Set task: Reproduce word for word the lines in the entries below, starting at the line that contains "of dog's black" and ending at the last line of the entries, including both of those lines.

Given entries:
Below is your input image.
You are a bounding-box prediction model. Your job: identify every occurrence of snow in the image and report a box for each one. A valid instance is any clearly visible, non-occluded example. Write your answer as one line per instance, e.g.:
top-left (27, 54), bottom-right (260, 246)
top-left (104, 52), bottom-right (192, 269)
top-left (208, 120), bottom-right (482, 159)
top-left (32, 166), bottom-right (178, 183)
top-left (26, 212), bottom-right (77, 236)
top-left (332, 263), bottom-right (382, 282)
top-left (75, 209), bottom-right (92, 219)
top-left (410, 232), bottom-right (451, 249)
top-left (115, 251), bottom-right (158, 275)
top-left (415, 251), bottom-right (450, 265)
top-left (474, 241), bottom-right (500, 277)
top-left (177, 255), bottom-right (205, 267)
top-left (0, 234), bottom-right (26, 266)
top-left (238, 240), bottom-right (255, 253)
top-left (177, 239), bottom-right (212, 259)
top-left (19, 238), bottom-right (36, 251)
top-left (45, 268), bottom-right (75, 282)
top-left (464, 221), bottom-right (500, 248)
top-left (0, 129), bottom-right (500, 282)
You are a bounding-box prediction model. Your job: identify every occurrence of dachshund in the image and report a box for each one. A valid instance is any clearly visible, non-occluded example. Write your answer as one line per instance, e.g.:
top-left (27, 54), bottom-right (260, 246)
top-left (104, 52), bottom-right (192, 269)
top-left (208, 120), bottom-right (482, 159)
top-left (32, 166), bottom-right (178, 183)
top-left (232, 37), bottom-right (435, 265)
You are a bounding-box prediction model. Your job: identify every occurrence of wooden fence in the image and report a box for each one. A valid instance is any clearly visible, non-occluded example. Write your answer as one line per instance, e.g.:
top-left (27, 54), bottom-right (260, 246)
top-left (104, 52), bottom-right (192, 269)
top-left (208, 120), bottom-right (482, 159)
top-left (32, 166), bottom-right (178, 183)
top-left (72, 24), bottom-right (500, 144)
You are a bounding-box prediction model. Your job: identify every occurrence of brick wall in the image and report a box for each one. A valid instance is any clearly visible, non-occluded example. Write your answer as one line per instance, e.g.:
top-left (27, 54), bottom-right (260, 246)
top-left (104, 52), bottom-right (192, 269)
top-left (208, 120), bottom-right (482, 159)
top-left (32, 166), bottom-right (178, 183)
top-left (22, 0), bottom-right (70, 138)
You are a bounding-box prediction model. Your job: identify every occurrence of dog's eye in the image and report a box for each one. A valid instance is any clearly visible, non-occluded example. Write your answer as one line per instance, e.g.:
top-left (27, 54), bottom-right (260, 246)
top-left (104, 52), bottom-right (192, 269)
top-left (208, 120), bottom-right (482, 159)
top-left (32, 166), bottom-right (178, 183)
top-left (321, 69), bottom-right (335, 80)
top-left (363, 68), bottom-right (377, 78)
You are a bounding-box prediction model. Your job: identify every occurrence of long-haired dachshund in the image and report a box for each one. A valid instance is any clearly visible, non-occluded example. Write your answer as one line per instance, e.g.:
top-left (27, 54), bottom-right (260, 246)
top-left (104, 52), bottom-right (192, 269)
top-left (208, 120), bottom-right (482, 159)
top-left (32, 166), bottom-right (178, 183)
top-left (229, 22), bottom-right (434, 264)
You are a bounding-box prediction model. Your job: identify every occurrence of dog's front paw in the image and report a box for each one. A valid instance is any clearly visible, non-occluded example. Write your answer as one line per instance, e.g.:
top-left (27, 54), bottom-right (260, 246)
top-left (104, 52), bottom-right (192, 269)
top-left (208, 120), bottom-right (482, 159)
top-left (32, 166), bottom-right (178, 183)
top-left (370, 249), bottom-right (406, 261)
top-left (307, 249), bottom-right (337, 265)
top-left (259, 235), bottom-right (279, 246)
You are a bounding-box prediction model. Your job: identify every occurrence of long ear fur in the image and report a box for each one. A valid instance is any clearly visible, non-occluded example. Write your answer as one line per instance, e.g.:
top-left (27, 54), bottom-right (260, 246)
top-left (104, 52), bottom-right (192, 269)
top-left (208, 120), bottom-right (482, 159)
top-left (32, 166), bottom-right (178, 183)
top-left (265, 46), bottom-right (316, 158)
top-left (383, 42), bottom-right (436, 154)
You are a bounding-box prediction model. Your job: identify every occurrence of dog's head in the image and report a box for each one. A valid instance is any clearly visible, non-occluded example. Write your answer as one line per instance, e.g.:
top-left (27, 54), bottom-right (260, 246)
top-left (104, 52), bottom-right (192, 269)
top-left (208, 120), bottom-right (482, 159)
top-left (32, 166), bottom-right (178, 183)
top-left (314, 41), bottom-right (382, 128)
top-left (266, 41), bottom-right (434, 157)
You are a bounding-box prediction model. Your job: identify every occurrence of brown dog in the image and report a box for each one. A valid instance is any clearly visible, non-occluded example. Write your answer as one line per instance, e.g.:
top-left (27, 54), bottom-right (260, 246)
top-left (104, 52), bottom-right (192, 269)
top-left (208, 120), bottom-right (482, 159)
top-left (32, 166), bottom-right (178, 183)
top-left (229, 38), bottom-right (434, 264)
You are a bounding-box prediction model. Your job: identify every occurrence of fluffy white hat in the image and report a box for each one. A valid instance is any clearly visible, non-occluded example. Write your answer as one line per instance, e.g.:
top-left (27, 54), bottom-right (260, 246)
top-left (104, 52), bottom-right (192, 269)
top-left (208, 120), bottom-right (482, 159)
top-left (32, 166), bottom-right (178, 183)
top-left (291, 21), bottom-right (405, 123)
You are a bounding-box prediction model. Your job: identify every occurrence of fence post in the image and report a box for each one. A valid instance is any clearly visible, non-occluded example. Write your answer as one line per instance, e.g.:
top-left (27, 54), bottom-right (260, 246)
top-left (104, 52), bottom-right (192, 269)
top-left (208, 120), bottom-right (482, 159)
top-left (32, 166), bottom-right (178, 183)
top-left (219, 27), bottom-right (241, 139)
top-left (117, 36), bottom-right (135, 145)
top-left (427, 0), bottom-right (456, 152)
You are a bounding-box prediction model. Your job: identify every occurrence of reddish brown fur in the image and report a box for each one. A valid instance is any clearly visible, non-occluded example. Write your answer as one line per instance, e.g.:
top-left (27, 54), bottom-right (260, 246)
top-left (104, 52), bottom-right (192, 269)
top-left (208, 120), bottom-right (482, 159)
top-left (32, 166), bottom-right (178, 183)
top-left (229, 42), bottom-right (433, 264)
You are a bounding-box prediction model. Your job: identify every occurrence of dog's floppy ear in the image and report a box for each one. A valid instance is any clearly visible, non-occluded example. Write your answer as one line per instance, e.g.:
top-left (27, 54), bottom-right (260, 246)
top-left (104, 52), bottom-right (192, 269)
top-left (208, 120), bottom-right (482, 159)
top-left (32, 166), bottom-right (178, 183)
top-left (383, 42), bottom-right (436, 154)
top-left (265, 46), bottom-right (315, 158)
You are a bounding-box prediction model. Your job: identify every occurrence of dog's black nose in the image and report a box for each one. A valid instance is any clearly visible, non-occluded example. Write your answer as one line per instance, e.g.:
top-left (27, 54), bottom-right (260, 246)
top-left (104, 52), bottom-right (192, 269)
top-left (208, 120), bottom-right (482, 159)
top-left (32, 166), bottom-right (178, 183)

Correct answer:
You are a bounding-box prediction model. Your job: identify every occurrence of dog's black nose in the image and report a box for each one. A valid instance is any clearly visible, non-occluded example. Write your answer as one line per instance, e.g.:
top-left (27, 54), bottom-right (260, 246)
top-left (104, 52), bottom-right (192, 269)
top-left (208, 120), bottom-right (482, 159)
top-left (32, 166), bottom-right (178, 183)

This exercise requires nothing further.